### Written problem
In the items below, list every line that contains the word "foliage", matching case exactly.

### Dataset excerpts
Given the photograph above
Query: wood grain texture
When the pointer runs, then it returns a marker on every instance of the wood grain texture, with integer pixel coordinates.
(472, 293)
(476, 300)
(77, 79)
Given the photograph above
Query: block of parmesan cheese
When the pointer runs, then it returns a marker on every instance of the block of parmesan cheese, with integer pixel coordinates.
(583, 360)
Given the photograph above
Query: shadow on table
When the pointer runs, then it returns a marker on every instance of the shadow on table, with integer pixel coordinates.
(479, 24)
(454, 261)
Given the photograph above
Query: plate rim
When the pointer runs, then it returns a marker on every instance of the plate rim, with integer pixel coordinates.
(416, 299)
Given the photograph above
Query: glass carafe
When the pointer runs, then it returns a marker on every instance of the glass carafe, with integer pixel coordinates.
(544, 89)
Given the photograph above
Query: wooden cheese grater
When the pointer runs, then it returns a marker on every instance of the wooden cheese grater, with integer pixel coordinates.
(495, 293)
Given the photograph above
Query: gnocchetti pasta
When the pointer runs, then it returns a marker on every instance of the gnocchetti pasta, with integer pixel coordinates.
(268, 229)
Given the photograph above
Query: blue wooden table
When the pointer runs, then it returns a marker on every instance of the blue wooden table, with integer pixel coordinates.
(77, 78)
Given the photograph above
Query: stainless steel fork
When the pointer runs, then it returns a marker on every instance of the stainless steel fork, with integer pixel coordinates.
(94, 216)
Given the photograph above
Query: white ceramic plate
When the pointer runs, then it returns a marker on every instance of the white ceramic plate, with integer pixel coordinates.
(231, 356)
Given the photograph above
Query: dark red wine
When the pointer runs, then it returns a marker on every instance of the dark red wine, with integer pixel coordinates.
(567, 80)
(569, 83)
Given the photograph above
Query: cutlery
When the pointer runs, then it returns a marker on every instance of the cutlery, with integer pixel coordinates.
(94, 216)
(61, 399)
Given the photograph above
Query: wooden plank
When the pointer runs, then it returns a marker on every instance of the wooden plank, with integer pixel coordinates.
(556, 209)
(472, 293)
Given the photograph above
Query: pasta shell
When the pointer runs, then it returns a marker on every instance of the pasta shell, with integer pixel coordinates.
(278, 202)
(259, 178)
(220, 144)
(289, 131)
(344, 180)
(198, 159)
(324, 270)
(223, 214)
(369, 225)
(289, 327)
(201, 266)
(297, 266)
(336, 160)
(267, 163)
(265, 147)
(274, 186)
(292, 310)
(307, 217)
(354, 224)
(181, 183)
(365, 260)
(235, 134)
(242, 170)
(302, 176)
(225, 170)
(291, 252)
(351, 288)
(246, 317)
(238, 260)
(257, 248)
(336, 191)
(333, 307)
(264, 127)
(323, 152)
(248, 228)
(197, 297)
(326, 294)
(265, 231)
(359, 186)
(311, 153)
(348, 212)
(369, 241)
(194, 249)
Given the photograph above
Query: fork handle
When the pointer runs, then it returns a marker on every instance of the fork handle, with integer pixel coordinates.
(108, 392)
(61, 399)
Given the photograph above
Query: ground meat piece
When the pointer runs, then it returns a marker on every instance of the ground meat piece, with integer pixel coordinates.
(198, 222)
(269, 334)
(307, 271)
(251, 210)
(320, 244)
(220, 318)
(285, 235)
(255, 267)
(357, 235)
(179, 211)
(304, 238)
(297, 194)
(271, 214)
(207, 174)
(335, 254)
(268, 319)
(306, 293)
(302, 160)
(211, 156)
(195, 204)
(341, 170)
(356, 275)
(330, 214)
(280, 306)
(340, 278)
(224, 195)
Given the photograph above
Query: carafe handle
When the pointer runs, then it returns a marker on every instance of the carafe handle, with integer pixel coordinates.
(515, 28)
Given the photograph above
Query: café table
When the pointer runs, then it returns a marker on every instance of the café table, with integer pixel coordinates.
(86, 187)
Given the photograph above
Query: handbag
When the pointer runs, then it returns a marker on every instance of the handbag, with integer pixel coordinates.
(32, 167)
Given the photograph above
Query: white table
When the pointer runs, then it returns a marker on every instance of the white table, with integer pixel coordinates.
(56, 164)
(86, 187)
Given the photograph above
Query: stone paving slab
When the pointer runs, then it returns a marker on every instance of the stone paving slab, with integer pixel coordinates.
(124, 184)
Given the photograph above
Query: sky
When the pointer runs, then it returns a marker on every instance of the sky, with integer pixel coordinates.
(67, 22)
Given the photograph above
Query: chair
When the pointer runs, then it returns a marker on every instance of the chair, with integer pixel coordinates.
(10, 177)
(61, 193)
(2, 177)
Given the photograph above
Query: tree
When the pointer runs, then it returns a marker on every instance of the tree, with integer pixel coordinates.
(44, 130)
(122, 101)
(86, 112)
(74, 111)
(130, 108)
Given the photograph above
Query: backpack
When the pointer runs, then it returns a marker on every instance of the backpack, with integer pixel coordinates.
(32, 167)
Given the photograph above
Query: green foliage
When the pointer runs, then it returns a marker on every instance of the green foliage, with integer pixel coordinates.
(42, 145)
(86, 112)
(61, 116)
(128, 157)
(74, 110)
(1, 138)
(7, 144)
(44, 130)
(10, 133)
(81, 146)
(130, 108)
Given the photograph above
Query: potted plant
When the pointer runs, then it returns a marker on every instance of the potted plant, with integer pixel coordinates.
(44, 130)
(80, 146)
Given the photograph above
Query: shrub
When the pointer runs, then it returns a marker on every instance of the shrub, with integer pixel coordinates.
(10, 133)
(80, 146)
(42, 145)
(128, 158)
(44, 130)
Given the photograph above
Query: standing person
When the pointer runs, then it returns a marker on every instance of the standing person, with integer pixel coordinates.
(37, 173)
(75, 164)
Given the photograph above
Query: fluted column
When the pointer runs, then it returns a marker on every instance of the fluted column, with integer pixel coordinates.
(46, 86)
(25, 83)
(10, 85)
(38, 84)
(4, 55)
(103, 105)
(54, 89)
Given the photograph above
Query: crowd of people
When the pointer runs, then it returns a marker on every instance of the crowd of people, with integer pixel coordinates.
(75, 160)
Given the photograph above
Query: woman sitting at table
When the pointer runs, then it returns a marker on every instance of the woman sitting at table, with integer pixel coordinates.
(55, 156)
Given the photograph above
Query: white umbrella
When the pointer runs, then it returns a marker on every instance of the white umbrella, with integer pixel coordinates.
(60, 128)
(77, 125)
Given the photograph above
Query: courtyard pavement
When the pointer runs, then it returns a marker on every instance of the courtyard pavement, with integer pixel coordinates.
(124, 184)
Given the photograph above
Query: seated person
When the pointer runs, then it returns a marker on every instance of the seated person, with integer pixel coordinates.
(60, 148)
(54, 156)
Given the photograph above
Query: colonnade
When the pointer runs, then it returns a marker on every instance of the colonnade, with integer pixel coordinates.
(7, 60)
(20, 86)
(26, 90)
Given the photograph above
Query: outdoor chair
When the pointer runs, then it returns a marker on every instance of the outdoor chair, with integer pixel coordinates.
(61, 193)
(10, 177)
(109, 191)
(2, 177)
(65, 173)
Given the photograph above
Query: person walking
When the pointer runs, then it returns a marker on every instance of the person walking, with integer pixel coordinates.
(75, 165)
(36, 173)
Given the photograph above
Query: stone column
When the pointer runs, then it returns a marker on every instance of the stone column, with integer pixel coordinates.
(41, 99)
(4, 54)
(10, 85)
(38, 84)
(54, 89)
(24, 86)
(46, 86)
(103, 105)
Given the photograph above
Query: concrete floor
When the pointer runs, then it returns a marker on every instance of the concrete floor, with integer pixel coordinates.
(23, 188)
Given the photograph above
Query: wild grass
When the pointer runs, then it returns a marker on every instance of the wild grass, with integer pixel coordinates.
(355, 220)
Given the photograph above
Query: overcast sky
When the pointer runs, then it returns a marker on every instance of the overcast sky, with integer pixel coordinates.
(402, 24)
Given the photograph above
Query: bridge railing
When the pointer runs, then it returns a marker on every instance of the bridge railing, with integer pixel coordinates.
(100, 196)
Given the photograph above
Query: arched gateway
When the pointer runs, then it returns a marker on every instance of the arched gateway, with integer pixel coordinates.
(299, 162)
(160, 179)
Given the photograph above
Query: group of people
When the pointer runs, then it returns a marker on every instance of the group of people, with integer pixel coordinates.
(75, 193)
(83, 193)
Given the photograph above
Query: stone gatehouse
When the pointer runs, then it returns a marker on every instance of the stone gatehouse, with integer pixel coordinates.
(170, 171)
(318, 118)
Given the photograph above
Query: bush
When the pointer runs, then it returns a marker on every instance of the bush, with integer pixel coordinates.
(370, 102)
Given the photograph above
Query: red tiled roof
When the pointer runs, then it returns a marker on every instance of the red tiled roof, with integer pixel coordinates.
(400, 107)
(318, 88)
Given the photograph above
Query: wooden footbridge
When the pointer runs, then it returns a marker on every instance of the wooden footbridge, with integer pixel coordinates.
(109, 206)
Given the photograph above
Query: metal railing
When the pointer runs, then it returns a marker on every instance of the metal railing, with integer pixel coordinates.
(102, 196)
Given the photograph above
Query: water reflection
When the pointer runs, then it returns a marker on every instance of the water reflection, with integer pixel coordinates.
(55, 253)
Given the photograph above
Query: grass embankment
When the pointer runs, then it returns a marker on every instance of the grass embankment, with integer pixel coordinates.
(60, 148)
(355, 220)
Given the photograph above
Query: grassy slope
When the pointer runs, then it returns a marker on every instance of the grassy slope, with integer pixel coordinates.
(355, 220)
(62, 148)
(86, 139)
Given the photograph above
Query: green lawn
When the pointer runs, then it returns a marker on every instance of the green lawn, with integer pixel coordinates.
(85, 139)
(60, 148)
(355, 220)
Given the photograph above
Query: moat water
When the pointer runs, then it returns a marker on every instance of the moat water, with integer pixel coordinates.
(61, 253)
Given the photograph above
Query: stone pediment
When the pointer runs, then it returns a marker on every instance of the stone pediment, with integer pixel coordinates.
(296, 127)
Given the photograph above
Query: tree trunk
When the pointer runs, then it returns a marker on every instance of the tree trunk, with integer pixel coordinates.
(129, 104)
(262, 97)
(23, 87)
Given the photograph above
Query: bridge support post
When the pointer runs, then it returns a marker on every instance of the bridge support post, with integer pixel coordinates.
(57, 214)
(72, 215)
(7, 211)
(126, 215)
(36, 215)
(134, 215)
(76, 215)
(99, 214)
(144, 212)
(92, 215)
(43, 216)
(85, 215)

### Completed exercise
Query: green foliage
When the pointer runs, then it returns a marker on every instance of the green foliage, with integer pixel coordinates.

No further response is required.